Replace "rough mask" with "coarse mask" in everything from the first line down through the line containing "positive clicks: (206, 488) (735, 135)", and return only those lines, otherwise unchanged.

Stored data entries:
-*-*-

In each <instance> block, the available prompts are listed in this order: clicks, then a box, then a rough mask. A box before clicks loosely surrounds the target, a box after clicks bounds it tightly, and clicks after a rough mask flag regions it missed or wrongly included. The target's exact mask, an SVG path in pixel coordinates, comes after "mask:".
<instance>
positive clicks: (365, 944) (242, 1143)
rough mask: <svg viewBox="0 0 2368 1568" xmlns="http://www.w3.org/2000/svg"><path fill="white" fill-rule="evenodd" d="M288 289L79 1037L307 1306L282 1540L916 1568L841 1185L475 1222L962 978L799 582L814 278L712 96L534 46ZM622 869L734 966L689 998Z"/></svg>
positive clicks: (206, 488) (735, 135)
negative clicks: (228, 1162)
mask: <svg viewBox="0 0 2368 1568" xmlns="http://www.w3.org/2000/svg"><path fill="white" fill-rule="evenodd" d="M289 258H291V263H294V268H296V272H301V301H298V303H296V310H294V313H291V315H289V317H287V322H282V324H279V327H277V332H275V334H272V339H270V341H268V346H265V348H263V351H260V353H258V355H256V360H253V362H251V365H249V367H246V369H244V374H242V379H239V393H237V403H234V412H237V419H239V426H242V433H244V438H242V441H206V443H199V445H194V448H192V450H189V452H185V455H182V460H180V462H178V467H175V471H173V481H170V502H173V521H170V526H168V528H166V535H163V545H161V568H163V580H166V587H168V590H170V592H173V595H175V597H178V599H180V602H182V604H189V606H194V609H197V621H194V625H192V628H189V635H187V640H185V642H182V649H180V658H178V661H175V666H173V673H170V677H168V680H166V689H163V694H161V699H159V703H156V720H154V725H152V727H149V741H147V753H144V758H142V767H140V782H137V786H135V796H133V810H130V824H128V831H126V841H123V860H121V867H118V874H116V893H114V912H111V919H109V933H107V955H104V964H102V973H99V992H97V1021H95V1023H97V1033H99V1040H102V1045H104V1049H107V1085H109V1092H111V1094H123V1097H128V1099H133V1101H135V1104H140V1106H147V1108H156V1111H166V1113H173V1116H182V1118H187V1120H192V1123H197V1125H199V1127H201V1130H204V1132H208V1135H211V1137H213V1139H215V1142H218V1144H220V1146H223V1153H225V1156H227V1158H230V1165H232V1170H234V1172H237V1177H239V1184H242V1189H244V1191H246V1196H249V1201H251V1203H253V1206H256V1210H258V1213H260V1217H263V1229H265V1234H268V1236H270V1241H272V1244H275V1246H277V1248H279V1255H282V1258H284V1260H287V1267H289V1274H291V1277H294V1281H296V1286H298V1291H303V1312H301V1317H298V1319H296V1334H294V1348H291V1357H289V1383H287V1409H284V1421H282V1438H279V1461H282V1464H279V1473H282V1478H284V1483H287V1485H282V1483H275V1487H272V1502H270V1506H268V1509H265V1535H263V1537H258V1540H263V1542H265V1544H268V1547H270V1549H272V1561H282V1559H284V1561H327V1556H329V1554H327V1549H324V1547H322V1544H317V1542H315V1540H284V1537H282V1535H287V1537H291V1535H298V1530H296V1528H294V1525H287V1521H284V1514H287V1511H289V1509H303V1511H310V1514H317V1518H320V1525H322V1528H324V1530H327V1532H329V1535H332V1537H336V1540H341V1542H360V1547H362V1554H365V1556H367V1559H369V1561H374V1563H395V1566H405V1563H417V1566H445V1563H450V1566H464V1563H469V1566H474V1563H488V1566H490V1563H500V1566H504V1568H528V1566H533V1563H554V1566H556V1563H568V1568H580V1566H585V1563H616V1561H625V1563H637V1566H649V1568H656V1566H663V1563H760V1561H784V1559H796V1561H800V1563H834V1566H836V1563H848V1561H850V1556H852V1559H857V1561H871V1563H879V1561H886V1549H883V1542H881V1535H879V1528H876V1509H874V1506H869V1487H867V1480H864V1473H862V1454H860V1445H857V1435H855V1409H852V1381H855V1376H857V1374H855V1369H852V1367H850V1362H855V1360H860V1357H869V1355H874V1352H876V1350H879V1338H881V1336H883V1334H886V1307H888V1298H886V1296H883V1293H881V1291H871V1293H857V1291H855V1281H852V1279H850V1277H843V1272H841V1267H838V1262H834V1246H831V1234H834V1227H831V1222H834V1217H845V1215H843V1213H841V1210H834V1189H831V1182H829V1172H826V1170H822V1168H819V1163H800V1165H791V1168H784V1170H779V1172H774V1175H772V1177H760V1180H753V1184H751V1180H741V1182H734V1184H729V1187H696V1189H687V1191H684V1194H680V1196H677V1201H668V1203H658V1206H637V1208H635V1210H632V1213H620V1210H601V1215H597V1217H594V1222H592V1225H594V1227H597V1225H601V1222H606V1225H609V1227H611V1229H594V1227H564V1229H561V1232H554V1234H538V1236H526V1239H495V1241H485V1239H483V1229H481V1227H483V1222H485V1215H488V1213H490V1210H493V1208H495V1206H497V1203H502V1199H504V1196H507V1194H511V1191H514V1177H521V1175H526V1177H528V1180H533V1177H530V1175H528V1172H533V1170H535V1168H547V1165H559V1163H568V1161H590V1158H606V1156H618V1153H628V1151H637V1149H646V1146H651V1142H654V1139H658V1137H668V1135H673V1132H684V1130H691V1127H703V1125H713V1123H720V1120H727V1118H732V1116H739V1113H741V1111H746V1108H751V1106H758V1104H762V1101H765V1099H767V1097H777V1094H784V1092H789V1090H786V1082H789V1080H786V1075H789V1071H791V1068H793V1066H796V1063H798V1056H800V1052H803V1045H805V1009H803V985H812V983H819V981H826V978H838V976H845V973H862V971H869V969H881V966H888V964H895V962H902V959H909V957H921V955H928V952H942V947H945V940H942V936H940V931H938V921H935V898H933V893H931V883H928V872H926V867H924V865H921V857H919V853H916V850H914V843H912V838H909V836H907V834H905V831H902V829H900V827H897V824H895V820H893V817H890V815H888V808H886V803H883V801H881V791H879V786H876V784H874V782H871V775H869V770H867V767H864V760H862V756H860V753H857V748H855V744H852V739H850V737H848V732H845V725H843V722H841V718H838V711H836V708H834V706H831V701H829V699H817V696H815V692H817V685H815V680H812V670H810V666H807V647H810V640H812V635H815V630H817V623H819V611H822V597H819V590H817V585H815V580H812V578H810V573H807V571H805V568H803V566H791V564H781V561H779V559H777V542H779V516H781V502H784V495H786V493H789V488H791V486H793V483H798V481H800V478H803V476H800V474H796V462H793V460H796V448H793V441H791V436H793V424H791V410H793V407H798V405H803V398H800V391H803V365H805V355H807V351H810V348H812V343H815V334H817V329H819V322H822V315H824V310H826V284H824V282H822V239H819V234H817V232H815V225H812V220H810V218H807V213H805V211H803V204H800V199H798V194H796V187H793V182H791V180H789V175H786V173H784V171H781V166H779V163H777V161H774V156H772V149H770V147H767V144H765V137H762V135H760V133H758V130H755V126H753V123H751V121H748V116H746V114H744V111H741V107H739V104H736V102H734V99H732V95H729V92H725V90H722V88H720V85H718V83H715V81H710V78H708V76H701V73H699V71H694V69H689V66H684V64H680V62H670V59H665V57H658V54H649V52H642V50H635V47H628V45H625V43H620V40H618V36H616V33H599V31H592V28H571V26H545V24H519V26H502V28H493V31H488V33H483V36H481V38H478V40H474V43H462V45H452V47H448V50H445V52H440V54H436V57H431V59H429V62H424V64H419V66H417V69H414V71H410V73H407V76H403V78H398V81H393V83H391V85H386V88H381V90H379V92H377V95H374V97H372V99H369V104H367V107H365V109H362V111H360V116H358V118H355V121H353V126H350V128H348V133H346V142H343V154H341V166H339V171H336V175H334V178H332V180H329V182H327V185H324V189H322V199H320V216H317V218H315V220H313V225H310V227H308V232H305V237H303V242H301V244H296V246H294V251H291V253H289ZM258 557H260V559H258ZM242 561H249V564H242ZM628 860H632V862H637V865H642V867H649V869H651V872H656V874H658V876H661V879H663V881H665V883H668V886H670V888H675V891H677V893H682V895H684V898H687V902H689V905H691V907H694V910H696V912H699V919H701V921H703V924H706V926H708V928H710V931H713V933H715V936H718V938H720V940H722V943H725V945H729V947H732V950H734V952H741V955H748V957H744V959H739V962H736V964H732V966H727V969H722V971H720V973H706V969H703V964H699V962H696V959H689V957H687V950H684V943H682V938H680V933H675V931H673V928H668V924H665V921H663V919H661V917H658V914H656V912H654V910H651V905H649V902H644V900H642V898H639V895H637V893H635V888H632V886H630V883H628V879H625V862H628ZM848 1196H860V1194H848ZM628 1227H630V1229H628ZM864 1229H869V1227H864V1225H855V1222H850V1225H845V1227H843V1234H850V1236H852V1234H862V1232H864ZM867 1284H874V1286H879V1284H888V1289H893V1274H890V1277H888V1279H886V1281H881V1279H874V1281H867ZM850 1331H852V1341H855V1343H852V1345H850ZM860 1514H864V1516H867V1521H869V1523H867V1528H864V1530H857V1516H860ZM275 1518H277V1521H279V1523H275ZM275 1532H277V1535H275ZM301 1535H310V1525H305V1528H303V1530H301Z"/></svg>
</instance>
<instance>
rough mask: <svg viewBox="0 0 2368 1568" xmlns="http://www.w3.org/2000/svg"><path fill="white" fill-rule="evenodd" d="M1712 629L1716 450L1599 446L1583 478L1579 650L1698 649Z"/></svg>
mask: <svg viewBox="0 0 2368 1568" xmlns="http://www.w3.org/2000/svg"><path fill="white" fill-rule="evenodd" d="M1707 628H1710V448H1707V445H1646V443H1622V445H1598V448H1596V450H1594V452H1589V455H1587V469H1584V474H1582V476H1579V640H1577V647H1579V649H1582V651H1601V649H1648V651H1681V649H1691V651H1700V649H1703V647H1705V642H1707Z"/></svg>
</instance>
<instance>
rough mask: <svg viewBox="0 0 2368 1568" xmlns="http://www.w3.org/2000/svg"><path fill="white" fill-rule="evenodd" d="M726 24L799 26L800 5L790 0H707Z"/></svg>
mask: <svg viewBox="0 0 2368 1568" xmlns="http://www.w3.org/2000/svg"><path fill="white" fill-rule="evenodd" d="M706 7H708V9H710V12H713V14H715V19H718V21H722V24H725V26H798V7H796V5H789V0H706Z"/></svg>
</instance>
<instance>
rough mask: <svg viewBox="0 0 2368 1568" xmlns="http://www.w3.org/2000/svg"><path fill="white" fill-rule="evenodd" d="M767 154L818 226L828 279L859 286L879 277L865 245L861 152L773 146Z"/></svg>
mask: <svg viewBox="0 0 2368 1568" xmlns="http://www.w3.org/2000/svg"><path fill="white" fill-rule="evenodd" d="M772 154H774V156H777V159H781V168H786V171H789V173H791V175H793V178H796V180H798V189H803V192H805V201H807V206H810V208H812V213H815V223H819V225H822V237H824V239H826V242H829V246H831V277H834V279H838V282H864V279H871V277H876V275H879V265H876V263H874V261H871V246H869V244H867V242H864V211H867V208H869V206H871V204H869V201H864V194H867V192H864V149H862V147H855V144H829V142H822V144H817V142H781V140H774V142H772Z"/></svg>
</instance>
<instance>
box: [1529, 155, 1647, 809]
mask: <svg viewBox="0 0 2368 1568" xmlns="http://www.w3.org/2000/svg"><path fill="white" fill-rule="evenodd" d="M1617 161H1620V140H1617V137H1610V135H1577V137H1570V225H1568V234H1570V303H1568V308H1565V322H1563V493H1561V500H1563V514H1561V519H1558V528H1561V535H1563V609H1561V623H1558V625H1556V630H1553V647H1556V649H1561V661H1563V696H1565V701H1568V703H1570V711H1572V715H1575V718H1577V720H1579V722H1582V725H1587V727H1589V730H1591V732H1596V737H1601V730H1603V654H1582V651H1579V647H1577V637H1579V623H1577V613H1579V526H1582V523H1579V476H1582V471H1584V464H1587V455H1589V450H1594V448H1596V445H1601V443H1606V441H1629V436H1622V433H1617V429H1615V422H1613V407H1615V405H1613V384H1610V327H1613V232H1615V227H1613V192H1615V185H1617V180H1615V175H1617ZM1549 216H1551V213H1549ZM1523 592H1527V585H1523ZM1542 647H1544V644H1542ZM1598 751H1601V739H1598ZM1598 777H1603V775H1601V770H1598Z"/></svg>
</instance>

-*-*-

Written solution:
In each <instance> block, the available prompts are listed in this order: clicks, then a box, then a coarse mask. A box before clicks loosely surrounds the target, a box after clicks bounds it tightly, and clicks after a coarse mask flag regions it missed or wrongly included. The target's exact mask, an SVG path in pixel coordinates, comes after "mask:".
<instance>
positive clicks: (365, 944) (242, 1143)
coarse mask: <svg viewBox="0 0 2368 1568" xmlns="http://www.w3.org/2000/svg"><path fill="white" fill-rule="evenodd" d="M288 289L79 1037L307 1306L282 1540L916 1568L841 1185L475 1222L962 978L799 582L814 278L712 96L534 46ZM622 869L734 966L689 998Z"/></svg>
positive clicks: (206, 488) (735, 135)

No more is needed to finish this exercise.